(The input)

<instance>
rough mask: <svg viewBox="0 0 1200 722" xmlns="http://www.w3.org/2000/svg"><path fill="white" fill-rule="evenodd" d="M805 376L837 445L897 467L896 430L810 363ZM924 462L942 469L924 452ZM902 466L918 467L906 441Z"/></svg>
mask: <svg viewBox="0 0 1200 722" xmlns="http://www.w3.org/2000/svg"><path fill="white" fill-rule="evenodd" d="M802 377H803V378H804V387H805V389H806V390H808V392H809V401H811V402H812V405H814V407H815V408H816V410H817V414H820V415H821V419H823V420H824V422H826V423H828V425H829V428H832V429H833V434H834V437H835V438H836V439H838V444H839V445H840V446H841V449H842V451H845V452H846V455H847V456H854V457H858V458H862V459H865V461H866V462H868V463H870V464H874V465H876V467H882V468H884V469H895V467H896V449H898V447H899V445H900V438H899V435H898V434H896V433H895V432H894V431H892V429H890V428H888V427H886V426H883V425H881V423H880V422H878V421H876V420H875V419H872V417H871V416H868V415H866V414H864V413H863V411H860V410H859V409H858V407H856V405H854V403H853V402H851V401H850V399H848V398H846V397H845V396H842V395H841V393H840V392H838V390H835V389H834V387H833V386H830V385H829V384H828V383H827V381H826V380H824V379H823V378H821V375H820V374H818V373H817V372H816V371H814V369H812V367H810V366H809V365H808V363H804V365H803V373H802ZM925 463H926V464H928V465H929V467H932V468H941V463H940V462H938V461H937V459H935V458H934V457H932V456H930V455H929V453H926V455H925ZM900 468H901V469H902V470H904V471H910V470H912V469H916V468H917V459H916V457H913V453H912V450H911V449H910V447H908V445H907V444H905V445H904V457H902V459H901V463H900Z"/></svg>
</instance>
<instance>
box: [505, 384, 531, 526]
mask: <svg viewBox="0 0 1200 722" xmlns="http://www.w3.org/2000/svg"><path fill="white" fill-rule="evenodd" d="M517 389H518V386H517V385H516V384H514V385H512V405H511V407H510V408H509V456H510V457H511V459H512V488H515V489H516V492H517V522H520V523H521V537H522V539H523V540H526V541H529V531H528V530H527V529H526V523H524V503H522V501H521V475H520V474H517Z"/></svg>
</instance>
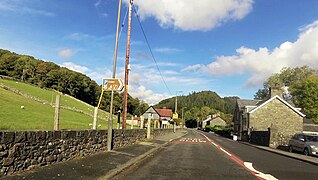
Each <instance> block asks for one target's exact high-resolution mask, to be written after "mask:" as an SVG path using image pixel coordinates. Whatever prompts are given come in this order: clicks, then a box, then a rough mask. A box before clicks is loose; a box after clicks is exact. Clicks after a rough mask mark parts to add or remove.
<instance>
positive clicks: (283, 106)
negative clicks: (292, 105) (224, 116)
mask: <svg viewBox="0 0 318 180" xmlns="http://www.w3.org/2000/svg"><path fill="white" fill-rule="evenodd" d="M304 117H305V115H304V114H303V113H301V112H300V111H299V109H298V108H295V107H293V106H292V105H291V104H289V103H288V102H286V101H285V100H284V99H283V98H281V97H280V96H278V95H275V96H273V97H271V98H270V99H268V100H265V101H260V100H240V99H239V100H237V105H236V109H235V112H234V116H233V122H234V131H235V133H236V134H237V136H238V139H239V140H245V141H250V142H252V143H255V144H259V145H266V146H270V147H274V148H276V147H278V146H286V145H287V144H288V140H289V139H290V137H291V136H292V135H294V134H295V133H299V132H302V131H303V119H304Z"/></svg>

==

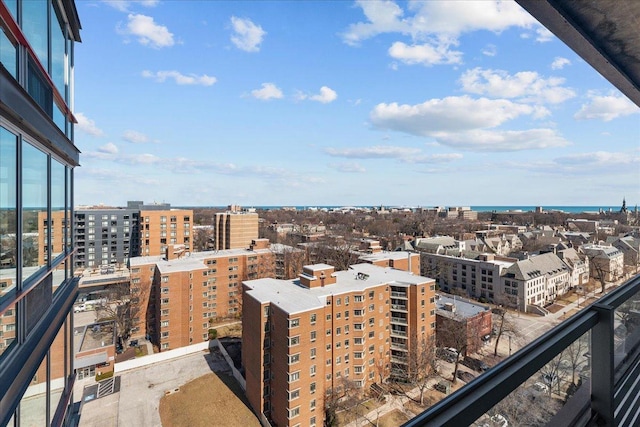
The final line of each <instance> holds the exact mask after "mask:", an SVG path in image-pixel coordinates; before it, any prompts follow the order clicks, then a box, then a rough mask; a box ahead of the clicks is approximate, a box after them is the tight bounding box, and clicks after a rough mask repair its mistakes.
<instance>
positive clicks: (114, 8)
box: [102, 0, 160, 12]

---

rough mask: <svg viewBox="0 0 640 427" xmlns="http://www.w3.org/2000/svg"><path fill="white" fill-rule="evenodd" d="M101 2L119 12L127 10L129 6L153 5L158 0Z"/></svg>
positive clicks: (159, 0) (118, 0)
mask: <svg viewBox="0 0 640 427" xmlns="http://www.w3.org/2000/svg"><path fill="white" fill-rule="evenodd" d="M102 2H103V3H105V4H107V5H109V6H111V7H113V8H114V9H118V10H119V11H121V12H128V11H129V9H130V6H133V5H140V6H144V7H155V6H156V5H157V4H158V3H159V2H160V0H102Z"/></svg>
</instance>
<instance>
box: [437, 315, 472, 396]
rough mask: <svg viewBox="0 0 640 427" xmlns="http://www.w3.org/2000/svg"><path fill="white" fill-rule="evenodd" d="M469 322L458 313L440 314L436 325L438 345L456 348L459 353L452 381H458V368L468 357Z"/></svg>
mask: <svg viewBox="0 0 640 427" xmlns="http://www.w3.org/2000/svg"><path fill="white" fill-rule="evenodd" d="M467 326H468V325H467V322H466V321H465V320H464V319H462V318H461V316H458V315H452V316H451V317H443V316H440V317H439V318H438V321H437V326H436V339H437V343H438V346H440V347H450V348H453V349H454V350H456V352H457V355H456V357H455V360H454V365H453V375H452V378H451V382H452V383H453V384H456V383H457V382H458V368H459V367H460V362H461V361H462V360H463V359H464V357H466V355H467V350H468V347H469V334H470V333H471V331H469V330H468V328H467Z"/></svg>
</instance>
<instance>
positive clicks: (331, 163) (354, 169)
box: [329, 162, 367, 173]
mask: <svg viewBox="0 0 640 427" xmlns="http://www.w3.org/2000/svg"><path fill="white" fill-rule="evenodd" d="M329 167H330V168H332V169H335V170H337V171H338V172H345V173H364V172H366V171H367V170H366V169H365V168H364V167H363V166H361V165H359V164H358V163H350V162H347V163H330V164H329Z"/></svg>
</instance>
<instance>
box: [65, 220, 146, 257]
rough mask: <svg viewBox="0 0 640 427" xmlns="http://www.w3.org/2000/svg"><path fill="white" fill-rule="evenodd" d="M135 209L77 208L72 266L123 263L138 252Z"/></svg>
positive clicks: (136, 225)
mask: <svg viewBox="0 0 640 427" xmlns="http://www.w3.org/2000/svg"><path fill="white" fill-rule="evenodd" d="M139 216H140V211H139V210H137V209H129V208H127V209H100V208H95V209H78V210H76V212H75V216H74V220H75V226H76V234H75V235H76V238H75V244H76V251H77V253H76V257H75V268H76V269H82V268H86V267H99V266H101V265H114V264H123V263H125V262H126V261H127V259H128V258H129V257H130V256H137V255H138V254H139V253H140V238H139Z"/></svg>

(What is expected)
Count the lines of the records above that contain the string "before", treating uppercase and lowercase as different. Give only the number.

(Response to this exercise)
2